REQUIREMENT: Pick out each line in the data below that contains the string "coordinates", and copy those lines unchanged.

RECORD EXCERPTS:
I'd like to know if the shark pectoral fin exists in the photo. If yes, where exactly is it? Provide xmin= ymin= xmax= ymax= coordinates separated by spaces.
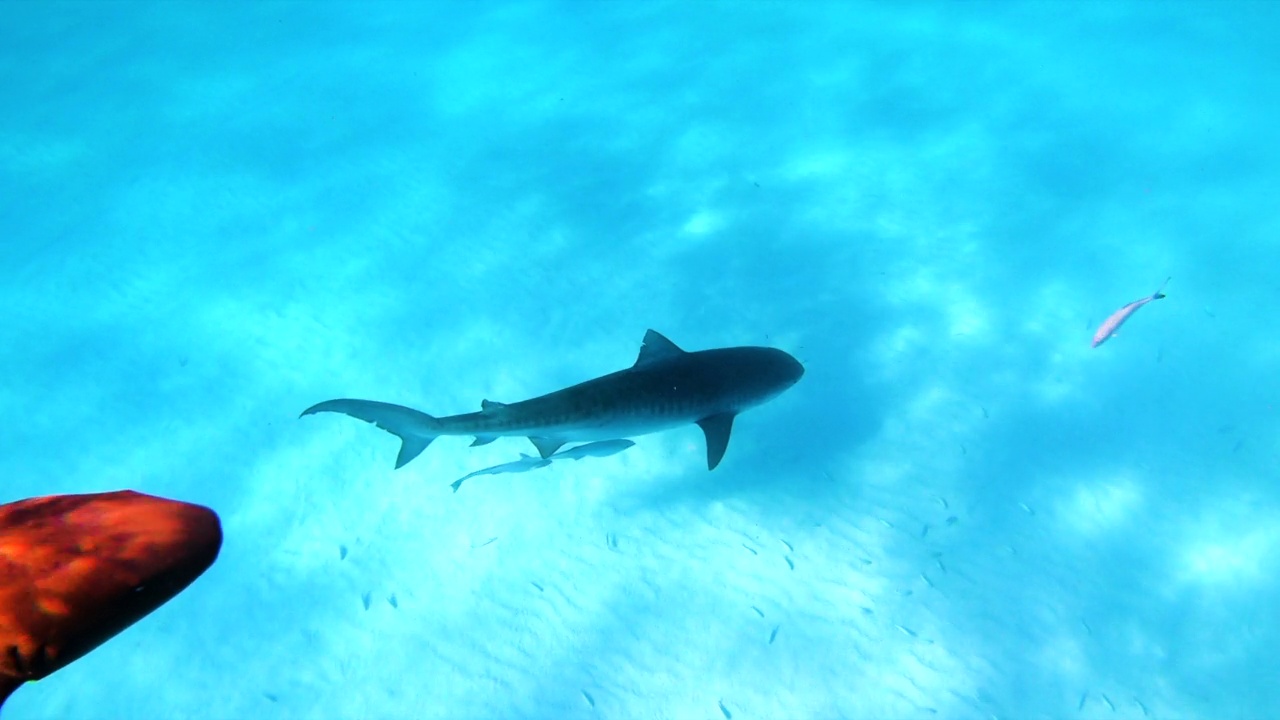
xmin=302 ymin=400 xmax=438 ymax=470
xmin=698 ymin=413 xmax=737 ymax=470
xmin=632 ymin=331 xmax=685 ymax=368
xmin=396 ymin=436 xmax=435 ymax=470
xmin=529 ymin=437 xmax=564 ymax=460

--

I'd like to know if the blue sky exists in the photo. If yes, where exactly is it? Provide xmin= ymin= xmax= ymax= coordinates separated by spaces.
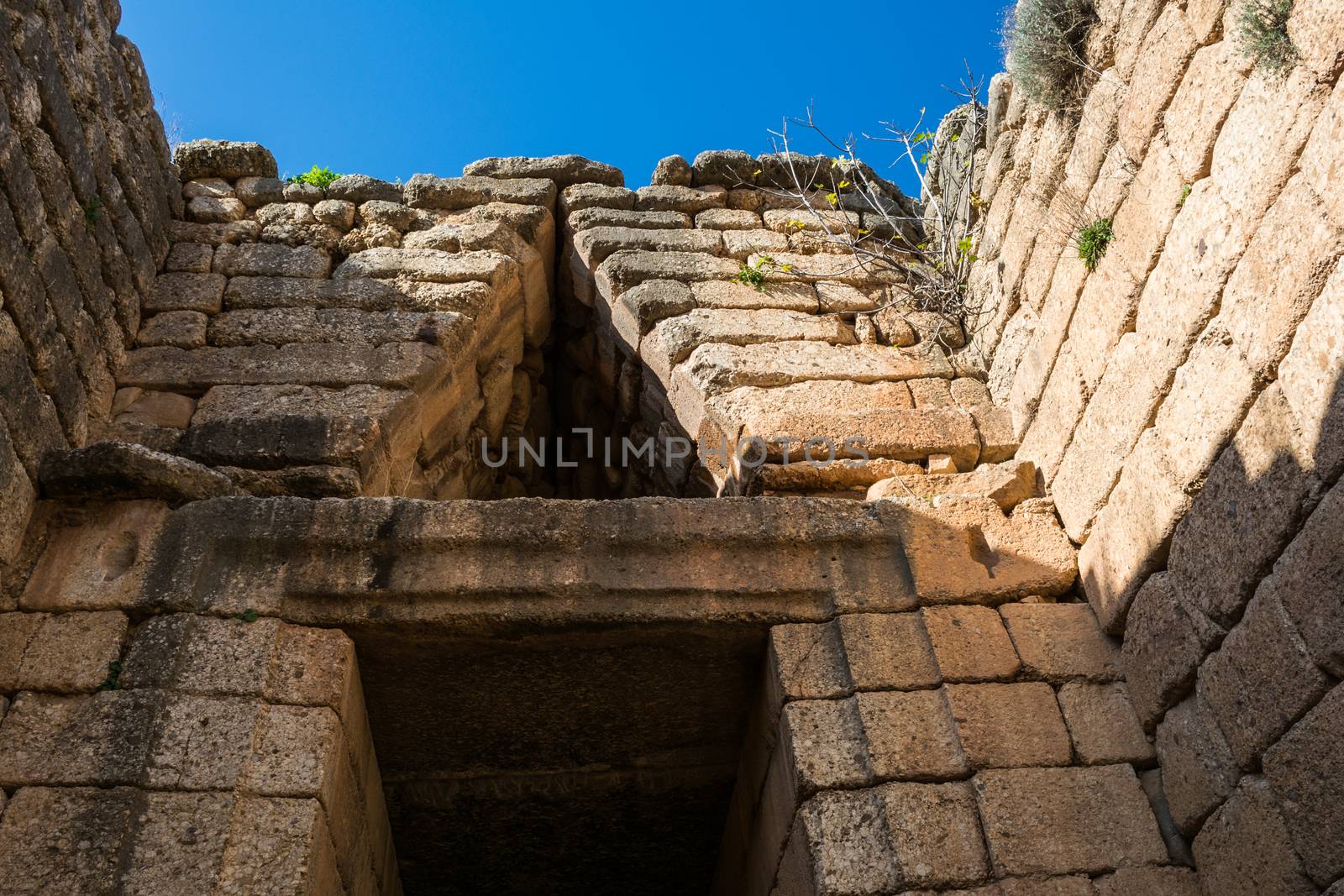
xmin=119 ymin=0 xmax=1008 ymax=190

* * *

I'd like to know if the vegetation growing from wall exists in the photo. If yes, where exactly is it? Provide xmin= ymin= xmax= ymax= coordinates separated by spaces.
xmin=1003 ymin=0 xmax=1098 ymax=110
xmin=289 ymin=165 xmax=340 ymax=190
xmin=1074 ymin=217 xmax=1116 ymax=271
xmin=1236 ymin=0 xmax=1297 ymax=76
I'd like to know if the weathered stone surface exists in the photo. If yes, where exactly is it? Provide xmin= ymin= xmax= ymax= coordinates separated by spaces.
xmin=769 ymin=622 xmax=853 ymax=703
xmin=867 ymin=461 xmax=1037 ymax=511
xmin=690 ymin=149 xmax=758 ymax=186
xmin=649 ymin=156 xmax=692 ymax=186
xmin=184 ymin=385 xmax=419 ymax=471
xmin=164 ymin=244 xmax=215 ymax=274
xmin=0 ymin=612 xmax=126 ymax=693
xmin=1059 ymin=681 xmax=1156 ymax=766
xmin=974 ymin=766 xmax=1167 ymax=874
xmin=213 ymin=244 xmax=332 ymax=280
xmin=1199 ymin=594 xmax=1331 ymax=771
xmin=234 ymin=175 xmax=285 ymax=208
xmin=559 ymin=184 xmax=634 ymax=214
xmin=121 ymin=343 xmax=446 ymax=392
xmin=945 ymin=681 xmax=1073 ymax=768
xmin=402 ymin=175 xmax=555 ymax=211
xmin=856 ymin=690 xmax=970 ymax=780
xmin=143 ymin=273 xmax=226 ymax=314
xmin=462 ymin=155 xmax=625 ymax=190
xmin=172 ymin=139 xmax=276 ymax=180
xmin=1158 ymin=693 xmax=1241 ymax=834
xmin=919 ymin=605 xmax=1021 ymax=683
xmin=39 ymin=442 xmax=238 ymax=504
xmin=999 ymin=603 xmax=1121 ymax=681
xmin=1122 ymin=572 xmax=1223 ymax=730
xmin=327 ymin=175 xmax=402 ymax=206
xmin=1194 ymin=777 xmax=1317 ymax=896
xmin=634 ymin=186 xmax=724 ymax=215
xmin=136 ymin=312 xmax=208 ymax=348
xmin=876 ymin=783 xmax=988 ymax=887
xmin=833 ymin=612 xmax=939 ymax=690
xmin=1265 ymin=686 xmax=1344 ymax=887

TASK OUTPUT:
I'd like to know if the shark pectoral fin exists in the photo. If yes, where exactly is it? Provide xmin= ymin= xmax= ymax= coordinates separated by spaces.
I'd like to know if the blue sky exists in the photo. If yes, where exactly is it? Provide xmin= ymin= xmax= ymax= coordinates separated by spaces.
I'd like to know if the vegetation growing from wall exists in the photo. If yes, where exactly is it? Provide xmin= ymin= xmax= ymax= coordinates separated by spaces.
I'd like to know if the weathered stone surface exists in the photo. If yes, where exactly is it? Provide xmin= ymin= xmax= ymax= coordinates separated by spaces.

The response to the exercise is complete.